Give everything from the line containing "Would you be able to indicate the background" down to the line containing "Would you be able to indicate the grass" again, swapping "instance" for "occurrence" and leaving all else unchanged.

## Start Exercise materials

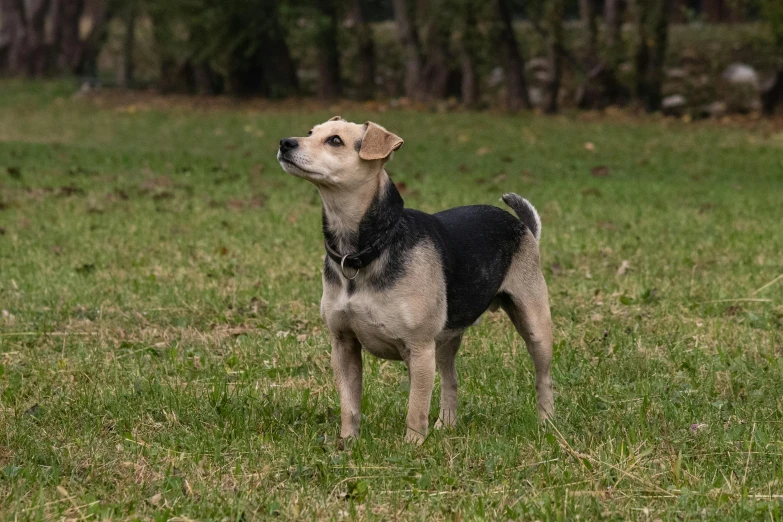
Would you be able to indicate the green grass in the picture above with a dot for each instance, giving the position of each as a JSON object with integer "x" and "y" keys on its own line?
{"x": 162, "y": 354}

## End Exercise materials
## Start Exercise materials

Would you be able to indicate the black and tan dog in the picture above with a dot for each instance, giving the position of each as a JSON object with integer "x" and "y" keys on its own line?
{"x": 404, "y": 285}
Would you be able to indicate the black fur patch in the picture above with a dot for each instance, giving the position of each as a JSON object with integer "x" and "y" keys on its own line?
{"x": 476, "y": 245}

## End Exercise materials
## Start Exercise materials

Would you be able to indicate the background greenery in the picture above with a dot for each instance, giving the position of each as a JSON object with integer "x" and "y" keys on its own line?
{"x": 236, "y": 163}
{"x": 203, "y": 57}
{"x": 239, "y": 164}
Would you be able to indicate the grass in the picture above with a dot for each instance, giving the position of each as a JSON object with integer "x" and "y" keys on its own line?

## End Exercise materials

▸ The answer
Would you be able to indicate the background greenery in the picture above with a dot for each occurrence, giving the position of each as a JSON object with integer "x" and "y" keys on its own line?
{"x": 236, "y": 163}
{"x": 203, "y": 57}
{"x": 239, "y": 164}
Would you be able to indicate the grass in the picture above with a dot for each occurrence, giving the position of each as a JSON object with integer "x" and "y" keys on its own line?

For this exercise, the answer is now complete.